[Records shown — start]

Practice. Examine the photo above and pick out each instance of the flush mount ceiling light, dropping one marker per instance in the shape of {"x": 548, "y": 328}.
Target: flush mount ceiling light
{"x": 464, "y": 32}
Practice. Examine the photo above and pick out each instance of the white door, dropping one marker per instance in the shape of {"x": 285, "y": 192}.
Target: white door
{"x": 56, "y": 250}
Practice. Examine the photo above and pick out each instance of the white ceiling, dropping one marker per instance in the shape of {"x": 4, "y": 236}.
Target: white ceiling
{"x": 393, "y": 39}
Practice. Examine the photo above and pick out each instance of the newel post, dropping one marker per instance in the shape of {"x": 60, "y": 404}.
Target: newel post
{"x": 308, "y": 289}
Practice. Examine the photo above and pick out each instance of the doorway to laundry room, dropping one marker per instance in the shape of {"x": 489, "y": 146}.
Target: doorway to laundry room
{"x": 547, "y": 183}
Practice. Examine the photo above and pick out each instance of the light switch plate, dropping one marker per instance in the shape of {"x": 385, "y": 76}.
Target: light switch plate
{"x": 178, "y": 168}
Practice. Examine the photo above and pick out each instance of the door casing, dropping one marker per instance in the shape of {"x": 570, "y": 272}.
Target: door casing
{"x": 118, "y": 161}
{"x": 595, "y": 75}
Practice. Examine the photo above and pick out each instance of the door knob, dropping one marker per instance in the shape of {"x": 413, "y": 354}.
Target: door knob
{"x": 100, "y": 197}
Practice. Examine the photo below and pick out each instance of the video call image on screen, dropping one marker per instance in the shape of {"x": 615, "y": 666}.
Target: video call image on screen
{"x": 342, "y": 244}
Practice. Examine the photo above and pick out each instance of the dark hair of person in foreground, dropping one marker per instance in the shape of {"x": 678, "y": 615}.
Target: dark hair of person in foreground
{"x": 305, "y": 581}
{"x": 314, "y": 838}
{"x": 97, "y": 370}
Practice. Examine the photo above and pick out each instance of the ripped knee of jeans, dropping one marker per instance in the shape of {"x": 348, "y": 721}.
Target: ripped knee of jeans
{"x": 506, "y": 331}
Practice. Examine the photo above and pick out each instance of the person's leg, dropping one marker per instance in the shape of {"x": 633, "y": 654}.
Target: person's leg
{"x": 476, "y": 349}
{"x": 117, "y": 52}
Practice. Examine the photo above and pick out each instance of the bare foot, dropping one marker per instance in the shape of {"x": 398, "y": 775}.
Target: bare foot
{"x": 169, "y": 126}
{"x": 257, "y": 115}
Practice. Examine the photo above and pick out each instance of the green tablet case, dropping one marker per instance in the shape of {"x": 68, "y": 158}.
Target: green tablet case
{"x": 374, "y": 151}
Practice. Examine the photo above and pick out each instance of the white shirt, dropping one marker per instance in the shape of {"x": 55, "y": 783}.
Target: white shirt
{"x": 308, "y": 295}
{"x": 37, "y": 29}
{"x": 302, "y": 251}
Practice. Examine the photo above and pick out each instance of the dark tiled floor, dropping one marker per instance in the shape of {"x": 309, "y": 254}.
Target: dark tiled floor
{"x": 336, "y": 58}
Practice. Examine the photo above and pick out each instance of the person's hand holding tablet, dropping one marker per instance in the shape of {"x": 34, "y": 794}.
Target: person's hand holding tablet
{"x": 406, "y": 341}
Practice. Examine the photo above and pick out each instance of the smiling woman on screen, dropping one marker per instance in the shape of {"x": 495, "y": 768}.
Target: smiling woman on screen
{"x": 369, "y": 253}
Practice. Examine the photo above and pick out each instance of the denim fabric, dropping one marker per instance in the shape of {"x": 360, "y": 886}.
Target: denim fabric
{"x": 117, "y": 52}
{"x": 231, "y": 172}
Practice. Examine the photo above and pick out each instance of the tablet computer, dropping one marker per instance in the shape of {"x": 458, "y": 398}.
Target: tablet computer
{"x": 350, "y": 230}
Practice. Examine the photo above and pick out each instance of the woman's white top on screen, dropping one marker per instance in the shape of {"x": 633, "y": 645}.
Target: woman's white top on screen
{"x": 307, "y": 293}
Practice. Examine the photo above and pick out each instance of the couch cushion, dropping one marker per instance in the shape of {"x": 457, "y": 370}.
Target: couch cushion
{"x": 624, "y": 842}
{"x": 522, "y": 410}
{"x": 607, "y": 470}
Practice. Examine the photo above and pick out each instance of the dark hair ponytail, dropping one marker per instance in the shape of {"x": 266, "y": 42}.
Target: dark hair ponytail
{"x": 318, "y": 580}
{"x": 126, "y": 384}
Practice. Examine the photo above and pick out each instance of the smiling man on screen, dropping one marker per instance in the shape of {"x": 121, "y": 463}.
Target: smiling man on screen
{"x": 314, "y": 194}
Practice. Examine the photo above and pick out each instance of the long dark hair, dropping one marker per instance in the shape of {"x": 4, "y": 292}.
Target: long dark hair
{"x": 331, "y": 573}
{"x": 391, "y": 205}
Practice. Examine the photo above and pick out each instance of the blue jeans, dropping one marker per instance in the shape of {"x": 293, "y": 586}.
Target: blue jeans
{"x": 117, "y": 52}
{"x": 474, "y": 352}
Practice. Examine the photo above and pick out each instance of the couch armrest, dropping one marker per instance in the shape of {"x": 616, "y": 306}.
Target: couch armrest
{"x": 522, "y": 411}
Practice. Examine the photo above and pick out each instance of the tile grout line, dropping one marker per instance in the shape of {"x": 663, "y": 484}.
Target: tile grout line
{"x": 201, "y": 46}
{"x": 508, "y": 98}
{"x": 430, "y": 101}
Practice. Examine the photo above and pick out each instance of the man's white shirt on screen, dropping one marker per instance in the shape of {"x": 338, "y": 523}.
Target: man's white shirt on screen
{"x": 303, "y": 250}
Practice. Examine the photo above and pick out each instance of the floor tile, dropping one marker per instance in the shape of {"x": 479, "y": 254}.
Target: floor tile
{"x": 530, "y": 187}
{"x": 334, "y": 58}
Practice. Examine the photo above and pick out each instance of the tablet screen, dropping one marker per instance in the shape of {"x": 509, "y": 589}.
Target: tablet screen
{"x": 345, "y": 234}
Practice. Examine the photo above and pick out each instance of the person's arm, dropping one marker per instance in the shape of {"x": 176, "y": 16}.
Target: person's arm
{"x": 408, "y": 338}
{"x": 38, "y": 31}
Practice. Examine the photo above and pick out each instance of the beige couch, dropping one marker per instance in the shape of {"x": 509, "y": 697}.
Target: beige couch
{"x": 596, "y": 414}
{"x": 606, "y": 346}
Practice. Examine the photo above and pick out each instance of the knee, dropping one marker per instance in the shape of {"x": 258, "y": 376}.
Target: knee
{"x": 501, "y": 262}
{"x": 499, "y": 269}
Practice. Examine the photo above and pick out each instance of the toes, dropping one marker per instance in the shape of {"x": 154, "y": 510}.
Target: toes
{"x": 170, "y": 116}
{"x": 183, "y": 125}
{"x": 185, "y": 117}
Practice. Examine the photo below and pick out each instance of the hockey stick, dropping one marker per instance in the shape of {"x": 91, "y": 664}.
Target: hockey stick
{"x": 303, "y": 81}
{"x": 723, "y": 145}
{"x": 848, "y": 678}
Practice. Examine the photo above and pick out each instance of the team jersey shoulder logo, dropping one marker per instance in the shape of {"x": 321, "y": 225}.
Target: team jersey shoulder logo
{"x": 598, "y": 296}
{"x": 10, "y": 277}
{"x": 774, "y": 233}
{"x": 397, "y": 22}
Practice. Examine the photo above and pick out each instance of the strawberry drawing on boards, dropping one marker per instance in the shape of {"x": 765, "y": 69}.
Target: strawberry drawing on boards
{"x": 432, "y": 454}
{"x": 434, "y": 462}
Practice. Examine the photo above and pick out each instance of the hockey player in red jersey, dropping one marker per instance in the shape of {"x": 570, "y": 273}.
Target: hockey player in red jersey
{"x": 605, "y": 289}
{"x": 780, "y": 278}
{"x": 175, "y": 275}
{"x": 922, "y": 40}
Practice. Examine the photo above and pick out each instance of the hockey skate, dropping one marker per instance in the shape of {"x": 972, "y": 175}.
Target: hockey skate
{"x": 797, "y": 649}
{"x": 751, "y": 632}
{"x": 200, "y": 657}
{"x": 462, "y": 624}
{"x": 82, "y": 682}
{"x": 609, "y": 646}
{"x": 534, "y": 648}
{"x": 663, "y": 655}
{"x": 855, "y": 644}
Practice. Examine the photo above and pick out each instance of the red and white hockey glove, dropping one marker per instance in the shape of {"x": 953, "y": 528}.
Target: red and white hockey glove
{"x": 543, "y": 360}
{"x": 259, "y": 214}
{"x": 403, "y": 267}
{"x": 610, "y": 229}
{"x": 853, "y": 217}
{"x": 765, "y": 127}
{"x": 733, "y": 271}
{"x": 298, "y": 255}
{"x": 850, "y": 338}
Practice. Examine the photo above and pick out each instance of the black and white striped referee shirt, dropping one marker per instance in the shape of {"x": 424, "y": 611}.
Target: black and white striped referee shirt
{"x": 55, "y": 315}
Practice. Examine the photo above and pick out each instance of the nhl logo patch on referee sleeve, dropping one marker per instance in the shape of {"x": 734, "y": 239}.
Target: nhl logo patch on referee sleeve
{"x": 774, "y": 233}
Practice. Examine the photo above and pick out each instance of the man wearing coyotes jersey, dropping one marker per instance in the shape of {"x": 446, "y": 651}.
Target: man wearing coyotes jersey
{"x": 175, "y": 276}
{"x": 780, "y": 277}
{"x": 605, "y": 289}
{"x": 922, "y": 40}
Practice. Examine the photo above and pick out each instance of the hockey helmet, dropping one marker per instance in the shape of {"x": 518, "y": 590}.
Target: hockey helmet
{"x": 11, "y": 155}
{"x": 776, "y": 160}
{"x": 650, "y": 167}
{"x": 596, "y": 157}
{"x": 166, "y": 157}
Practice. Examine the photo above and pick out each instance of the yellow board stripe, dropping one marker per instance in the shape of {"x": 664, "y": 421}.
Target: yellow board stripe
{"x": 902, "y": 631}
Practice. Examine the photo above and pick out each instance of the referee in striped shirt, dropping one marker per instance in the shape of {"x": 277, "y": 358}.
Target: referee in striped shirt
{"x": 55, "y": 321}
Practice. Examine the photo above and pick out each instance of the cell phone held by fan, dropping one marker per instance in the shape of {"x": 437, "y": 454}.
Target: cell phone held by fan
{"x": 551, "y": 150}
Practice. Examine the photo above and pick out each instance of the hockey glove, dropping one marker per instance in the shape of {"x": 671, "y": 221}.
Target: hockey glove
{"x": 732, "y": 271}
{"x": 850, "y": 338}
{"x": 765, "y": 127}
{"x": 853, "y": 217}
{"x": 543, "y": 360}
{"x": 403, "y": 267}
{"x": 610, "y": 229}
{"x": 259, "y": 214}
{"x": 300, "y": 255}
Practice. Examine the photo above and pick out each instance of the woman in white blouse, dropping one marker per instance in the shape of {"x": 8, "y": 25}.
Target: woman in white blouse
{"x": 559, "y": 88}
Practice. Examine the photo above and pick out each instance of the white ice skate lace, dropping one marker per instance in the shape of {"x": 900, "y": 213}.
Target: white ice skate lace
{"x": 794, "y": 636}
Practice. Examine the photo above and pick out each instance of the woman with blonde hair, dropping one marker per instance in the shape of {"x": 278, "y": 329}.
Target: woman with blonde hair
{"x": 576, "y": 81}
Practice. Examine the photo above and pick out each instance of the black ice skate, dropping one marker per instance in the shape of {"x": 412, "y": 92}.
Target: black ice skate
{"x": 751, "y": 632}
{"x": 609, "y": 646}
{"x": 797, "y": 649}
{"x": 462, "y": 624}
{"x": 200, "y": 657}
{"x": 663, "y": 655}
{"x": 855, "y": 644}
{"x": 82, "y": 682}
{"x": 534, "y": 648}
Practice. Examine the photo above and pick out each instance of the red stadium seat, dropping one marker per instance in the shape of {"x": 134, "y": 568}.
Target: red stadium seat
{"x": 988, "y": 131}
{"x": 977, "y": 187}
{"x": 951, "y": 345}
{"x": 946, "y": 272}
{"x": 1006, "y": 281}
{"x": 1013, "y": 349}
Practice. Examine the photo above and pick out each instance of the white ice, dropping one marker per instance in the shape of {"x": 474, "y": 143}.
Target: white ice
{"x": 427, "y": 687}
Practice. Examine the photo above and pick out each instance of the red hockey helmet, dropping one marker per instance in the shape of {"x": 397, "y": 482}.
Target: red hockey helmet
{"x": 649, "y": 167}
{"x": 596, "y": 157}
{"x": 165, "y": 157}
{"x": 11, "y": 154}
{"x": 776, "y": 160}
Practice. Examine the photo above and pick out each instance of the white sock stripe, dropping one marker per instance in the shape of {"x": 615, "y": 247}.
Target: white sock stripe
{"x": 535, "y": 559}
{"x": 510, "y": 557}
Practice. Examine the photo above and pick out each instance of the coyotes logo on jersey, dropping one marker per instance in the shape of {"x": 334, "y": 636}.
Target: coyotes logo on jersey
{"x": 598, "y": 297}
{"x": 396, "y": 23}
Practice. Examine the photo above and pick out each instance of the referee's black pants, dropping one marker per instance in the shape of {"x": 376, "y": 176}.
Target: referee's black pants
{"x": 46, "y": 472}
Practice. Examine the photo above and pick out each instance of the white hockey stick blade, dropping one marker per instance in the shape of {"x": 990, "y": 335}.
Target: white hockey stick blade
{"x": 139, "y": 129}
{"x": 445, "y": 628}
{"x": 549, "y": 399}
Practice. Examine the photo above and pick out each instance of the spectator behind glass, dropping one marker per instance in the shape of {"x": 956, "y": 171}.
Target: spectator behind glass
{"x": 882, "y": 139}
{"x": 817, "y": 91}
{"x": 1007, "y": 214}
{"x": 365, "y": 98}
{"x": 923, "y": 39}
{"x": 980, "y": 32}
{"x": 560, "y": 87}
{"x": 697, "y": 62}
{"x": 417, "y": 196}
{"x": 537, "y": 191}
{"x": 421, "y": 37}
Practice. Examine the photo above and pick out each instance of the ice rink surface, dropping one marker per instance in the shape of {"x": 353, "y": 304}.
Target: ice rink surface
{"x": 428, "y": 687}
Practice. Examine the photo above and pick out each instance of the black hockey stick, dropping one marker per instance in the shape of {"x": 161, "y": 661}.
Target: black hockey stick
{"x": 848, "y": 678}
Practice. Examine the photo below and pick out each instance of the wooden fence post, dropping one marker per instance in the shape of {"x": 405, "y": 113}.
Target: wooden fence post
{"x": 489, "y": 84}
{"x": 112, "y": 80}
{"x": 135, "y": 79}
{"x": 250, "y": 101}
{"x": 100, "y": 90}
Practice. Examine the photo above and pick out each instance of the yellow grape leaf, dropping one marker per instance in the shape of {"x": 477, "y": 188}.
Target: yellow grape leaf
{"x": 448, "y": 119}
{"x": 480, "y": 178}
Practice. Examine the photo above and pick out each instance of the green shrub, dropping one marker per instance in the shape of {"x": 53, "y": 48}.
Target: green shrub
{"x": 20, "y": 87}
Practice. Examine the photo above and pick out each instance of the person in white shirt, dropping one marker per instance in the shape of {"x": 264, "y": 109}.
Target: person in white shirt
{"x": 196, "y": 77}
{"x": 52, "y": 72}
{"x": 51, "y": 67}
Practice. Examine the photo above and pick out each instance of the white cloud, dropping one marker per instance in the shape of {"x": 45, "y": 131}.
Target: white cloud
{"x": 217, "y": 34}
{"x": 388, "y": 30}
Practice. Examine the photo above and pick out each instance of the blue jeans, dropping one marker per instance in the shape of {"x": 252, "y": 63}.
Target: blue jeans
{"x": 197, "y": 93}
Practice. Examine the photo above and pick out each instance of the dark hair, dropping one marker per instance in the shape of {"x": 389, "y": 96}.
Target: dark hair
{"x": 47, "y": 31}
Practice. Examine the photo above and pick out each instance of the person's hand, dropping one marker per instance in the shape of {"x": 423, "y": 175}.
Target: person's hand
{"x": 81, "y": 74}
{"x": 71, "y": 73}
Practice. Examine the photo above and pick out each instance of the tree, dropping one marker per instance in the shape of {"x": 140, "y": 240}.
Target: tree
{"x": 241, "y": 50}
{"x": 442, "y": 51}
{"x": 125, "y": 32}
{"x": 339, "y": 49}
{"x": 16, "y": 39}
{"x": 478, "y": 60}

[Records shown — finish]

### Exercise directions
Find the lines in the data that hold the word "below". Reply with how many there are and nothing more.

### Answer section
3